Start of DATA SHOWN

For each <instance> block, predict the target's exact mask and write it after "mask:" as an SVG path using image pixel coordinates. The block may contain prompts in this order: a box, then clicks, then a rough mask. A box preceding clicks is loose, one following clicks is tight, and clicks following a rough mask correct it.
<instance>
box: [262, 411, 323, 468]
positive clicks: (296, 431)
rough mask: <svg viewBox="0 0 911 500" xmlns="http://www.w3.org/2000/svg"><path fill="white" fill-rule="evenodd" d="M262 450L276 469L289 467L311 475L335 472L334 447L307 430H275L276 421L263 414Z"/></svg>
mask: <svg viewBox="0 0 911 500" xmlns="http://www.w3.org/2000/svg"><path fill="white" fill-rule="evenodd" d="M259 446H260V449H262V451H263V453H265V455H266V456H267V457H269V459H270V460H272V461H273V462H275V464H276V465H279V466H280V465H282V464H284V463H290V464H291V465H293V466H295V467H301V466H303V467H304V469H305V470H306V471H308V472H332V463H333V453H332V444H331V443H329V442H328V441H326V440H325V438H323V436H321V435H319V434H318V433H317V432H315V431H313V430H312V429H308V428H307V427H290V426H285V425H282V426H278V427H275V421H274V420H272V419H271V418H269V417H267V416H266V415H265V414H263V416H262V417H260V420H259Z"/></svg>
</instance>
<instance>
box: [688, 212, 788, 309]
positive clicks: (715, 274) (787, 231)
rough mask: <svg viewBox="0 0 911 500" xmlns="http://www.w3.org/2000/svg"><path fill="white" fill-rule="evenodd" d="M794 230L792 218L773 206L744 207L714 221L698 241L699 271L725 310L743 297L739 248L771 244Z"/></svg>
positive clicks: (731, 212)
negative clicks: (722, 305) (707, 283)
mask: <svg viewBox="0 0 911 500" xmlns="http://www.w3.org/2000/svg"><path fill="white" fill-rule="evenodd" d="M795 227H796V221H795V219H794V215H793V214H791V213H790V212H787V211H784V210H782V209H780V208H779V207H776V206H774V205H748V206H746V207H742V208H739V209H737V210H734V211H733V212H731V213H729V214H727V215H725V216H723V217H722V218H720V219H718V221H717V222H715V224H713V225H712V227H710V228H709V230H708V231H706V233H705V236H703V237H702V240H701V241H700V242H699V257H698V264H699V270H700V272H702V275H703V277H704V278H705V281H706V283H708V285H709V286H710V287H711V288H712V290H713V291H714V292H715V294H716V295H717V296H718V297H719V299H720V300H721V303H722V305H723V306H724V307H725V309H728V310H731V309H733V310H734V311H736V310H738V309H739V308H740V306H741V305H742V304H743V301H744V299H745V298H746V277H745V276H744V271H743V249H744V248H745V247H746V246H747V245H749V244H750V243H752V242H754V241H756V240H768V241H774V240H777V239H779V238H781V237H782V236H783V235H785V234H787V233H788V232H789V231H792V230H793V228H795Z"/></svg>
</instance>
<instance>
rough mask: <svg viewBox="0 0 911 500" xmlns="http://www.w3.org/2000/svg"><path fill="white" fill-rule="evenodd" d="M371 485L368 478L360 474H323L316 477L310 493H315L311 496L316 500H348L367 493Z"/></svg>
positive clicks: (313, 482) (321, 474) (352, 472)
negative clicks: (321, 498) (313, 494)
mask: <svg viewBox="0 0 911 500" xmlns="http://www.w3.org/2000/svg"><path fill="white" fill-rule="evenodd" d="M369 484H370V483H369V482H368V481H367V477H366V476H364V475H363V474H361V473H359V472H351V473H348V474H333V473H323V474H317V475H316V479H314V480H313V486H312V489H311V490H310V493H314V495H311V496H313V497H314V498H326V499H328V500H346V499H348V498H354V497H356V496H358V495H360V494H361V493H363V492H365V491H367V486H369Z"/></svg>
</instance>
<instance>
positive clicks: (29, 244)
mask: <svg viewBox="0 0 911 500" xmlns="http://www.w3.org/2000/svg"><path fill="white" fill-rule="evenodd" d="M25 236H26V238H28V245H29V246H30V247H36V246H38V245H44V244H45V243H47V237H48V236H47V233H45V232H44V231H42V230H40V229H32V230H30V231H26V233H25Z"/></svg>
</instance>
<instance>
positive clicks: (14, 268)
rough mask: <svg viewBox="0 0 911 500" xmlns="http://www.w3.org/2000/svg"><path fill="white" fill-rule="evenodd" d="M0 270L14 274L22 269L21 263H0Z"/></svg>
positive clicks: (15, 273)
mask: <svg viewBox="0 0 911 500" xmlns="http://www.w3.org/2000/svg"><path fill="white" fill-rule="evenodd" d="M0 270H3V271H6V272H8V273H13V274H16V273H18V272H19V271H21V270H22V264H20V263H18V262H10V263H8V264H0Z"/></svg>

End of DATA SHOWN

→ PROBLEM STATEMENT: Transcribe the records above from the line holding "positive clicks: (313, 482)" down to the line holding "270L14 274L22 269L21", inclusive, without adding anything.

→ WRITTEN SOLUTION:
positive clicks: (313, 482) (321, 474) (352, 472)
negative clicks: (321, 498) (313, 494)
mask: <svg viewBox="0 0 911 500" xmlns="http://www.w3.org/2000/svg"><path fill="white" fill-rule="evenodd" d="M369 484H370V483H369V482H368V481H367V477H366V476H364V475H363V474H361V473H359V472H351V473H348V474H333V473H323V474H317V475H316V479H314V480H313V486H312V489H311V490H310V493H314V495H311V496H313V497H314V498H326V499H328V500H346V499H348V498H354V497H356V496H358V495H360V494H361V493H363V492H365V491H367V486H369Z"/></svg>
</instance>
<instance>
positive clicks: (29, 244)
mask: <svg viewBox="0 0 911 500" xmlns="http://www.w3.org/2000/svg"><path fill="white" fill-rule="evenodd" d="M25 236H26V238H28V245H29V246H30V247H36V246H38V245H44V244H45V243H47V237H48V236H47V233H45V232H44V231H42V230H40V229H32V230H30V231H26V233H25Z"/></svg>
</instance>
<instance>
positive clicks: (14, 268)
rough mask: <svg viewBox="0 0 911 500" xmlns="http://www.w3.org/2000/svg"><path fill="white" fill-rule="evenodd" d="M0 270L14 274L22 269L21 263H0Z"/></svg>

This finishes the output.